Please set down the data word for word; images do not go in the copy.

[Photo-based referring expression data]
━━━━━━━━━━━━━━━━━━━━

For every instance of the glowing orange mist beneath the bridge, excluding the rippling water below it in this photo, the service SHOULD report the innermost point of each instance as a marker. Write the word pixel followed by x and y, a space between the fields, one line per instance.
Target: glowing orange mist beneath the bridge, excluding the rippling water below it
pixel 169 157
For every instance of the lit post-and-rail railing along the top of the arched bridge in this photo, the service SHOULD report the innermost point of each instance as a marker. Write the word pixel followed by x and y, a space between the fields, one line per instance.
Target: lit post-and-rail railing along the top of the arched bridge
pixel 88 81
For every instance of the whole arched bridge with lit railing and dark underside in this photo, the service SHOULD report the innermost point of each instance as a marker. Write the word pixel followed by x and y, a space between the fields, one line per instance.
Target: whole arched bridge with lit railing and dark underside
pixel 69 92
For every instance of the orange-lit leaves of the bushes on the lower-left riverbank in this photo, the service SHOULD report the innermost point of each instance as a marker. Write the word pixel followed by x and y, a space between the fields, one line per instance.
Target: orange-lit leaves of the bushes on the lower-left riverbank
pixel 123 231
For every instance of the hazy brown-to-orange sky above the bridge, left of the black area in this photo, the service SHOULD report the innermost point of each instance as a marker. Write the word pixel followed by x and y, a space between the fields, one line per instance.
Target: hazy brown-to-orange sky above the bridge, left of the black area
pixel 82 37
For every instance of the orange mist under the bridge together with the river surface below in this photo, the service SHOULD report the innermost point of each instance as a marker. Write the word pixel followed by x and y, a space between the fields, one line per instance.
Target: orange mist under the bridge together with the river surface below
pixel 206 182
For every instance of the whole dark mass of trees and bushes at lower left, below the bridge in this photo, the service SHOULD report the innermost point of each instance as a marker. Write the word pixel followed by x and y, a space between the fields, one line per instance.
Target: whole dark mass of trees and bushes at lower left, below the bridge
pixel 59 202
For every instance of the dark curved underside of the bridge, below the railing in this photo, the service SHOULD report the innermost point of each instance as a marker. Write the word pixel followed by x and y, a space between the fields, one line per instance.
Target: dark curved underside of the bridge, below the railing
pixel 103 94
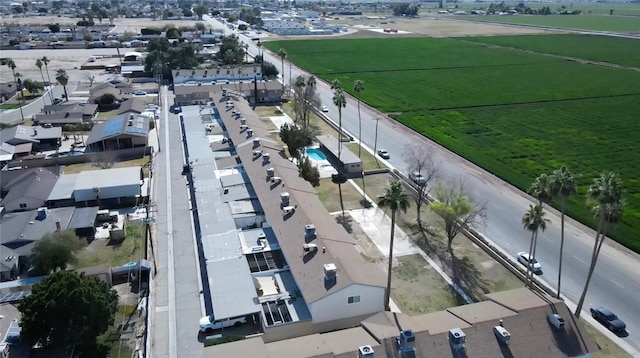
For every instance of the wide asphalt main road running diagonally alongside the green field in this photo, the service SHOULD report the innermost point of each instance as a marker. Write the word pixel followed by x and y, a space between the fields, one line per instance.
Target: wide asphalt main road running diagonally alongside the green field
pixel 616 281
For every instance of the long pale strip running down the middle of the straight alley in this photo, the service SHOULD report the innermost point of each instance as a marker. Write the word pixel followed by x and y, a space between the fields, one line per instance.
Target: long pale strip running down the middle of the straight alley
pixel 173 346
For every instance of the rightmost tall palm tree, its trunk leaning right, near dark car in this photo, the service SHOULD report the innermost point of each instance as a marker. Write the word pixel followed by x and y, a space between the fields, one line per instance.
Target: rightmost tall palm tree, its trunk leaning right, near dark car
pixel 606 192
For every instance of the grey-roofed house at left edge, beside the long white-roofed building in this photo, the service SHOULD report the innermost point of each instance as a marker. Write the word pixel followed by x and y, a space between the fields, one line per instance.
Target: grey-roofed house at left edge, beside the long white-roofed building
pixel 27 189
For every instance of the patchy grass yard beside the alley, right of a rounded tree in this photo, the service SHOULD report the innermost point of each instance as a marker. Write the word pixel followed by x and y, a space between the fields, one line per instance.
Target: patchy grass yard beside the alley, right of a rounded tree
pixel 101 251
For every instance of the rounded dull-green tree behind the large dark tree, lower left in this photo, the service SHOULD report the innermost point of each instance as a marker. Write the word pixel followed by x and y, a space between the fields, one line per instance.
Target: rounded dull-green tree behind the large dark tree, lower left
pixel 54 251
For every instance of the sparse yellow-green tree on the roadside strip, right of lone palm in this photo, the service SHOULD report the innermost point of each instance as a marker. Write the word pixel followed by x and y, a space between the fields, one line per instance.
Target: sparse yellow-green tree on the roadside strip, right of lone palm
pixel 456 209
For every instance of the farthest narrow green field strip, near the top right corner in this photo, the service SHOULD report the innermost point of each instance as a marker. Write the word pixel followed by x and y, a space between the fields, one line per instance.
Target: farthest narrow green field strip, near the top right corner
pixel 577 22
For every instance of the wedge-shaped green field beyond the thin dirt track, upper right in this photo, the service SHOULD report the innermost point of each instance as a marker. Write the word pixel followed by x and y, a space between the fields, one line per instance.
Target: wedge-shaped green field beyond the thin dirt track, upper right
pixel 616 50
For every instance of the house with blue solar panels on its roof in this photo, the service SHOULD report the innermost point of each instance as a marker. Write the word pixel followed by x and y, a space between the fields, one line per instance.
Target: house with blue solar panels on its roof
pixel 126 131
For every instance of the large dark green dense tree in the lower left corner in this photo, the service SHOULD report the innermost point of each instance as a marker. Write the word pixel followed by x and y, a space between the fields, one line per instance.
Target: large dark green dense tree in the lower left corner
pixel 68 311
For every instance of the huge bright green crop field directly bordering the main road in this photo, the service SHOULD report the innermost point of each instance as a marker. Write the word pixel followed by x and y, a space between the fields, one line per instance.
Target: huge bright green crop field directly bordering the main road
pixel 515 114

━━━━━━━━━━━━━━━━━━━━

TASK OUTPUT
For every instance of the glowing orange mist beneath the bridge, excluding the rippling water below it in this photo, the service SHOULD report the innermost point of each instance as a marker. Write the word pixel followed by x and y, a space between the fields, one line per instance.
Target: glowing orange mist beneath the bridge, excluding the rippling water below it
pixel 169 157
For every instance of the lit post-and-rail railing along the top of the arched bridge in this photo, the service SHOULD report the innermost point of each instance as a marker. Write the word pixel followed by x and y, a space between the fields, one line per instance.
Target: lit post-and-rail railing along the top of the arched bridge
pixel 88 81
For every instance of the whole arched bridge with lit railing and dark underside in this photo, the service SHOULD report the innermost point of each instance as a marker. Write the word pixel followed by x and y, a space between the fields, one line per instance.
Target: whole arched bridge with lit railing and dark underside
pixel 69 92
For every instance of the orange-lit leaves of the bushes on the lower-left riverbank in this photo, the service SHOULD report the innermost point of each instance as a marker. Write the word pixel followed by x and y, a space between the fields, one line per instance.
Target: orange-lit leaves of the bushes on the lower-left riverbank
pixel 123 231
For every instance of the hazy brown-to-orange sky above the bridge, left of the black area in this photo, the service SHOULD report the innermost point of each instance as a marker. Write the word pixel followed by x and y, a space between the fields, one line per instance.
Target: hazy brown-to-orange sky above the bridge, left of the black area
pixel 82 37
For every instance of the orange mist under the bridge together with the river surface below in this photo, the service SHOULD report the innermost point of each instance as a marker. Write the word pixel followed by x and y, a space between the fields, one line per instance.
Target: orange mist under the bridge together with the river surface below
pixel 206 182
For every instance of the whole dark mass of trees and bushes at lower left, below the bridge in this photo, the service SHOULD report the innermost point of each instance as a marker. Write the word pixel followed by x and y, a space between the fields, one line per instance.
Target: whole dark mass of trees and bushes at lower left, below the bridge
pixel 59 202
For every instance of the dark curved underside of the bridge, below the railing in this photo, the service SHOULD report the innermost point of each instance as a marker. Write the word pixel followed by x and y, a space between the fields, one line per instance.
Target: dark curved underside of the bridge, below the railing
pixel 103 94
For every instance of the wide asphalt main road running diagonally alongside the green field in this photo, the service SHOULD report the innermost point of each instance as a marker. Write the word pixel followed by x and y, a space between the fields, one line per instance.
Target: wide asphalt main road running diagonally alongside the green field
pixel 616 281
For every instance of the long pale strip running down the middle of the straight alley in this photo, the service SHOULD report the innermost point of each instance as a marker. Write the word pixel followed by x and y, a space between the fields, one line per instance.
Target: long pale strip running down the middle of the straight alley
pixel 173 346
For every instance of the rightmost tall palm tree, its trunk leaning right, near dark car in this photo, the service SHOULD report the innermost point of each instance as a marker. Write the word pixel followed by x and y, a space between the fields, one line per instance.
Target: rightmost tall palm tree, its trunk leaning right, near dark car
pixel 606 192
For every instance of the grey-roofed house at left edge, beside the long white-roofed building in this photo, the service SHOULD report the innermost point of each instance as a marker. Write the word pixel followed by x and y, a space between the fields, one line per instance.
Target: grey-roofed house at left edge, beside the long white-roofed building
pixel 27 189
For every instance of the patchy grass yard beside the alley, right of a rounded tree in this photo, the service SHOULD report the innermost point of each instance as a marker. Write the word pixel followed by x and y, a space between the fields, one line per instance.
Target: patchy grass yard beside the alley, right of a rounded tree
pixel 101 251
For every instance of the rounded dull-green tree behind the large dark tree, lower left in this photo, the service SHOULD report the innermost point of each instance as a marker. Write the word pixel followed by x and y, a space between the fields, one line per instance.
Target: rounded dull-green tree behind the large dark tree, lower left
pixel 54 251
For every instance of the sparse yellow-green tree on the roadside strip, right of lone palm in this photo, the service SHOULD report the innermost point of each instance as a marker. Write the word pixel followed by x and y, a space between the fields, one line per instance.
Target: sparse yellow-green tree on the roadside strip, right of lone palm
pixel 456 209
For every instance of the farthest narrow green field strip, near the top right corner in this photo, the service SHOULD report the innermost point of each instance as a marker. Write the word pixel followed by x and y, a space between the fields, one line per instance.
Target: farthest narrow green field strip, near the top right corner
pixel 577 22
For every instance of the wedge-shaped green field beyond the thin dirt track, upper right in this photo, the service SHOULD report the innermost point of each instance as a marker. Write the word pixel followed by x and y, a space between the fields, one line per instance.
Target: wedge-shaped green field beyond the thin dirt track, upper right
pixel 616 50
For every instance of the house with blue solar panels on its roof in this photo, the service SHOULD report the innermost point of each instance as a marker. Write the word pixel followed by x and y, a space between the fields, one line per instance.
Target: house with blue solar panels on its roof
pixel 126 131
For every instance of the large dark green dense tree in the lower left corner in this photo, the service SHOULD report the innermost point of each instance as a marker. Write the word pixel followed by x and y, a space between the fields, one line per instance.
Target: large dark green dense tree in the lower left corner
pixel 68 311
For every instance of the huge bright green crop field directly bordering the main road in this photo, the service SHOULD report the innermost point of each instance as a marker. Write the word pixel followed by x and y, a space between the fields, one line per instance.
Target: huge bright green crop field directly bordering the main road
pixel 515 114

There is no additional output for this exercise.